═══ Available data ═══

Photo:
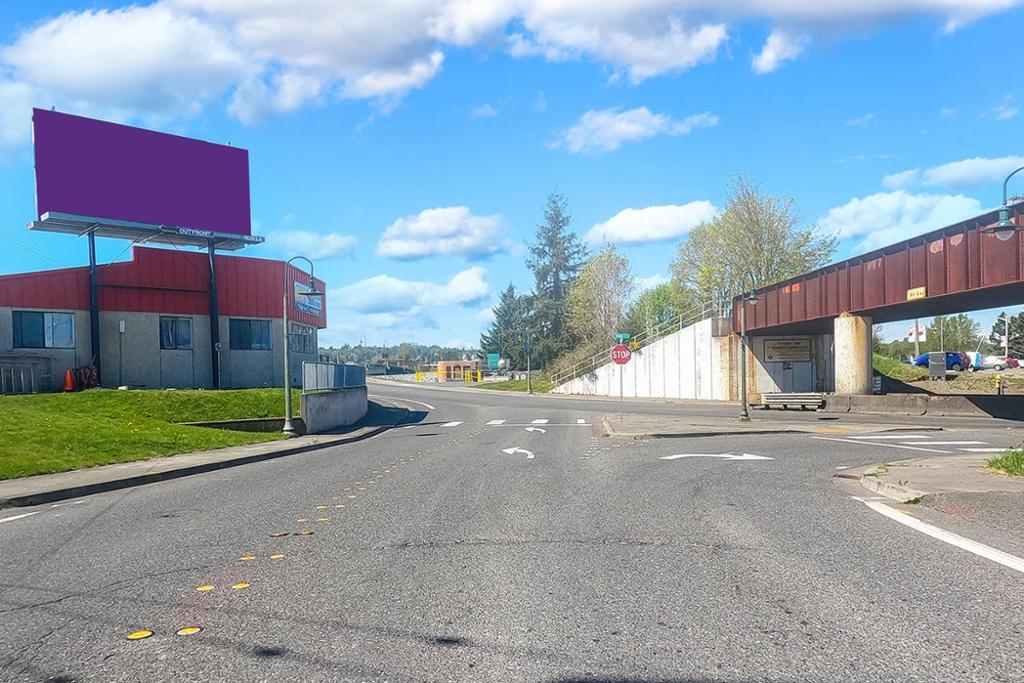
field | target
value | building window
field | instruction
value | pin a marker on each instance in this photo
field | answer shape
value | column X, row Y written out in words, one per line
column 250, row 335
column 175, row 333
column 35, row 329
column 301, row 339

═══

• **The task**:
Quote the preceding listing precisely and completely, omitting its images.

• **Result of the task**:
Photo:
field | target
value | building window
field | instruction
value | pin a marker on each instance in this photo
field | answer shape
value | column X, row Y written out in words, one per line
column 250, row 335
column 175, row 333
column 35, row 329
column 301, row 339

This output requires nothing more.